- _What you should do_: Quote the listing in full, exactly as given, minus any pictures.
-- Records to use follows --
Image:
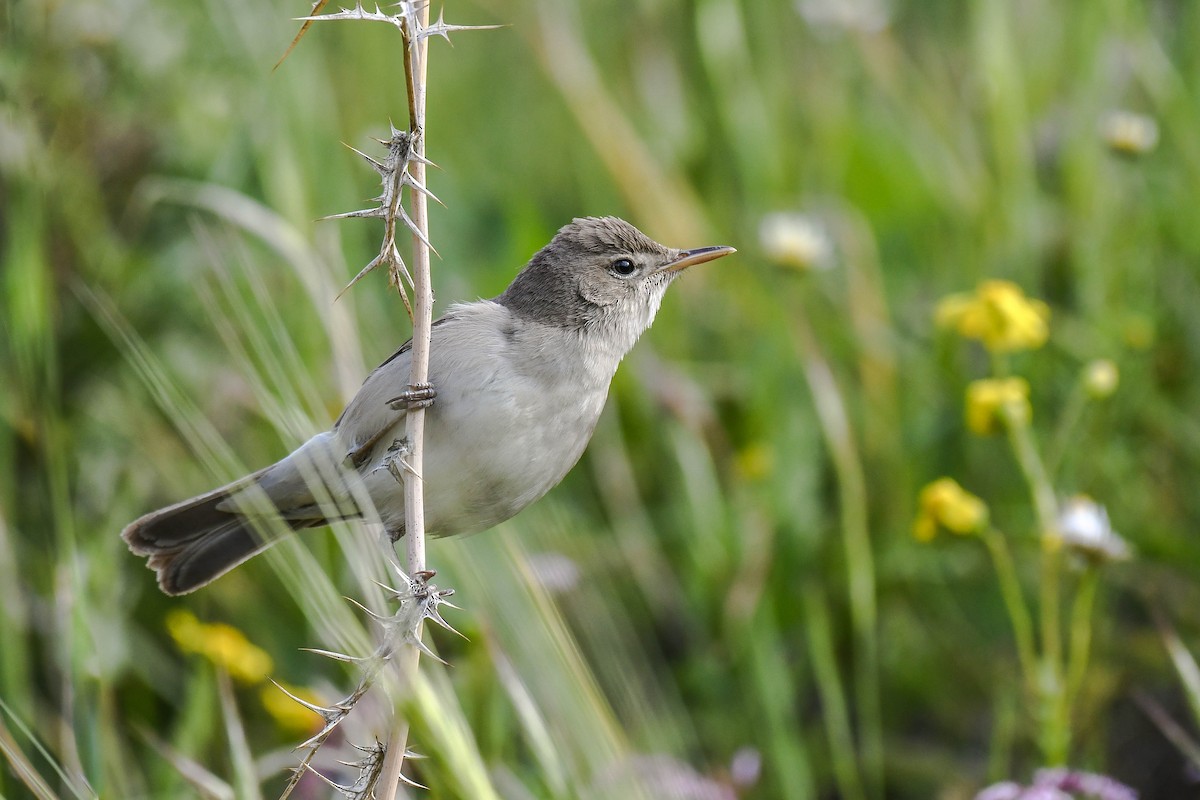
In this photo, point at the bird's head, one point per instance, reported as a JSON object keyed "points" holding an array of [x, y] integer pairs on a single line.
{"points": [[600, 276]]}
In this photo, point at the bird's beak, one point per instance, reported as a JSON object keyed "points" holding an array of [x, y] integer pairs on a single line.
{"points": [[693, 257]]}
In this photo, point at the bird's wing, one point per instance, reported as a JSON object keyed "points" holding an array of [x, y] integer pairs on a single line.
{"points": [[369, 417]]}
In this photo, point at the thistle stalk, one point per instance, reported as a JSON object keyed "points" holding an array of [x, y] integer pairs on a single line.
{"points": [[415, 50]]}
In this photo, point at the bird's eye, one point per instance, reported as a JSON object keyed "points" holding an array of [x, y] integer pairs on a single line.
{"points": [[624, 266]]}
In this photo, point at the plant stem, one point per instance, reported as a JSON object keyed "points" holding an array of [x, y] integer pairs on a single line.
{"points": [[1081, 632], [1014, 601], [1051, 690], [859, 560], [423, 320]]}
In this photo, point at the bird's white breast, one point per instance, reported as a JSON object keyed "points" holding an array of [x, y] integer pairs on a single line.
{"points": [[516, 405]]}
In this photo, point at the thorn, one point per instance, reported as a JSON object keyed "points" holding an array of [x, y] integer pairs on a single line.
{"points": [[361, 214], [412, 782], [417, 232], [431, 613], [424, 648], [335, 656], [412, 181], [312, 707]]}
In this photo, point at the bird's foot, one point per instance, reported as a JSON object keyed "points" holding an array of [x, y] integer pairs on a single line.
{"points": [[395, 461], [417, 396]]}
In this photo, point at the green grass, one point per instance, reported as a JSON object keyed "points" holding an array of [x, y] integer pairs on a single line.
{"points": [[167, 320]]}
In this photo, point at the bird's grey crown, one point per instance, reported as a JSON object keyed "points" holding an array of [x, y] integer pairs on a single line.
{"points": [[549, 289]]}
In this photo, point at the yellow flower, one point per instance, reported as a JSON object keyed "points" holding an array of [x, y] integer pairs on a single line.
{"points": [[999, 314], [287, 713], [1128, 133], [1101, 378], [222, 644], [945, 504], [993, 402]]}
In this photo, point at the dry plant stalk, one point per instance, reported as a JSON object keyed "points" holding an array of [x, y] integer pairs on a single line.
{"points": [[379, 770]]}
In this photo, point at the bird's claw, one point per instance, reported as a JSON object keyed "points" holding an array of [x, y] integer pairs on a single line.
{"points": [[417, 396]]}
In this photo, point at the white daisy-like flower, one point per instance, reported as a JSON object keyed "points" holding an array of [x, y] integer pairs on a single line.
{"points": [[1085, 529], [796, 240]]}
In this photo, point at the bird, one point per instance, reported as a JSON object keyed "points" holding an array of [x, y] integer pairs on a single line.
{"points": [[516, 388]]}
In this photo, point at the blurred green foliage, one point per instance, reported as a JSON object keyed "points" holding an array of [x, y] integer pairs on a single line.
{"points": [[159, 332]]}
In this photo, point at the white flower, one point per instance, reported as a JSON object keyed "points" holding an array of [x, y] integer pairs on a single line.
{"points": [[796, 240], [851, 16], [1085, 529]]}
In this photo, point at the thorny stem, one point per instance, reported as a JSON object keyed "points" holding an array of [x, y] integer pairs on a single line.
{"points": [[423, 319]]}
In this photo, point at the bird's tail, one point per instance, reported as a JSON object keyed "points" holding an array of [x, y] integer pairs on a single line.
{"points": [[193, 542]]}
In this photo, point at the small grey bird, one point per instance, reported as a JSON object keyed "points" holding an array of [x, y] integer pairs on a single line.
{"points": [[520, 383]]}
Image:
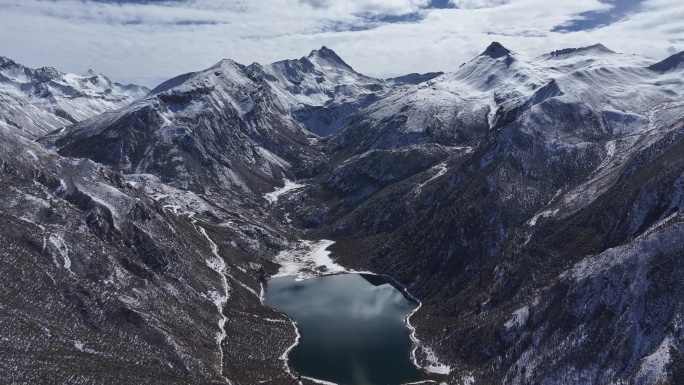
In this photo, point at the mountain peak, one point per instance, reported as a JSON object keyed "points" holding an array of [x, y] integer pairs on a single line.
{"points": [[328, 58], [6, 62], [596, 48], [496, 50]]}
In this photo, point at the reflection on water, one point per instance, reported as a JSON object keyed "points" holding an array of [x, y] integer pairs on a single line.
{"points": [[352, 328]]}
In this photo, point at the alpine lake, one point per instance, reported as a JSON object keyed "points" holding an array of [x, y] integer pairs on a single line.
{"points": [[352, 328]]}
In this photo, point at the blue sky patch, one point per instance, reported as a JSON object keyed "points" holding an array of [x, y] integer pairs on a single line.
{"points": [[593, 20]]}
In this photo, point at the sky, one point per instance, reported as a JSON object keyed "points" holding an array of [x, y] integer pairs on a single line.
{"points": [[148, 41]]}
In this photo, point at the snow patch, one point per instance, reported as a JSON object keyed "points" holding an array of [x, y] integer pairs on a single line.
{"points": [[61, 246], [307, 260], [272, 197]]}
-- Records to use concluded --
- _Answer for this exercise_:
Image:
In this photo, point at the bird's head, one point per instance, reported as a JSON object keyed "points" holding an array of [x, y] integer pairs on a single line.
{"points": [[600, 276]]}
In this photo, point at the bird's beak, one point per instance, reported as a JSON object keyed "points" holding an array of [x, y] integer pairs on a single line.
{"points": [[693, 257]]}
In this photo, point at the bird's wing, one point per instance, reported as a JSON object keyed "points" holding an array of [x, y] integer pairs on a single line.
{"points": [[369, 417]]}
In this photo, point at the thistle stalk, one point per instance, reported as a JSON object keyed "points" holding an array of [x, y] integer pairs on a single line.
{"points": [[415, 50]]}
In this photo, point at the bird's eye, one point per instance, reported as a JSON object keyed "points" holding an array of [x, y] integer pairs on a single line.
{"points": [[624, 266]]}
In this photo, point at the plant stem, one point per instance, reported as a JSON object keyed "points" holding an array of [x, y] integer pairs on a single line.
{"points": [[1081, 632], [1014, 601], [1051, 690], [859, 560], [423, 320]]}
In this photo, point at the bird's white breast, one point per instance, reported as a JSON object keyed "points" holding an array of [x, y] integer pairs on a single line.
{"points": [[516, 405]]}
In this photo, point at the thorn, one point per instance, reported as a JSON object keyed "points" holding an array of [x, y] integer pairs on a single line.
{"points": [[361, 214], [412, 782], [417, 232], [431, 613], [424, 648], [335, 656], [412, 181], [312, 707]]}
In this photo, point at the bird's foot, one point per instance, reported as a JSON object keyed "points" holding an array of [x, y] integer pairs on a single line.
{"points": [[395, 461], [417, 396]]}
In this photo, point at the green grass, one point per instance, reported as a JSON object keyed "points" holding an array of [x, y] integer pairs on a single line.
{"points": [[167, 320]]}
In this photo, point at the bird's grey crown, one point per instance, reported as a JSON object keyed "points" holding an array of [x, y] integer pairs on a single line.
{"points": [[549, 289]]}
In this photo, point at the yellow flower, one point per instance, reported as a JSON object keyed "points" holding an array of [x, y] integer pairs on a single line.
{"points": [[999, 314], [287, 713], [1128, 133], [1101, 378], [222, 644], [945, 504], [993, 402]]}
In this photo, point at the dry plant stalk, one point per instance, reported as a JSON object keyed "points" holding an array of [x, y] integer pairs on a single line.
{"points": [[379, 770]]}
In this photo, point at the bird's claw, one point per instance, reported as a JSON object keyed "points" holding an array of [x, y] integer pairs on a single line.
{"points": [[417, 396]]}
In this photo, point at the white daisy-like flower, one point per instance, reported as a JSON object keyed "points" holding an array of [x, y] integer pairs on a single line.
{"points": [[1085, 529], [796, 240]]}
In this photo, point at the bird, one point per instance, reported as a JSON object keyed "points" holding an array of [x, y] integer pairs on a single line.
{"points": [[516, 388]]}
In this photo, point at the blurred green foliage, one point per instance, reported as a JSON object keyed "points" holding an array of [x, y] integer pairs on a single line.
{"points": [[159, 332]]}
In this photo, point at the white flower, one point per instance, reported as a JSON object keyed "points" holding an array of [x, y] integer pairs on a single line.
{"points": [[796, 240], [851, 16], [1085, 529]]}
In this photo, point at the thorny stem, one point per instance, reported as a JSON object keyed "points" holding an array of [x, y] integer pairs on a single line.
{"points": [[423, 319]]}
In this photo, point at the bird's tail, one point per instance, reported as a JSON object keyed "points" holding an array of [x, y] integer pairs on a single line.
{"points": [[193, 542]]}
In this photo, point at the small grey bird, one point per instance, reported as a JSON object keyed "points" holding an array of [x, y] integer pairs on a single line.
{"points": [[520, 383]]}
Image:
In this photo, point at the mountain peak, one point per instance, reported as a JSON object keyed "points" holding an array of [x, y] integer pairs on a single line.
{"points": [[328, 58], [6, 62], [596, 48], [496, 50]]}
In this photo, point at the reflection on water, one point per instance, reported as a JSON object keyed "points" holding an array of [x, y] integer pairs on a single line.
{"points": [[352, 328]]}
In this photo, point at the alpine lake, one point per instance, reported as a JSON object keyed "points" holding an array of [x, y] integer pairs on a single line.
{"points": [[352, 328]]}
In this photo, point at the blue sky patch, one point per instance, reported as a JSON object keyed "points" holding an array of [x, y] integer pairs on a single line.
{"points": [[593, 20]]}
In this photo, point at the sky, one point per instance, reported as a JSON object keyed "points" holding an array of [x, y] integer pairs on a single line.
{"points": [[148, 41]]}
In this photo, point at the snow patch, one point per instance, reported as a JSON object keyed "points" holding an array of [x, y] integer pairs on a single line.
{"points": [[61, 246], [307, 260], [272, 197]]}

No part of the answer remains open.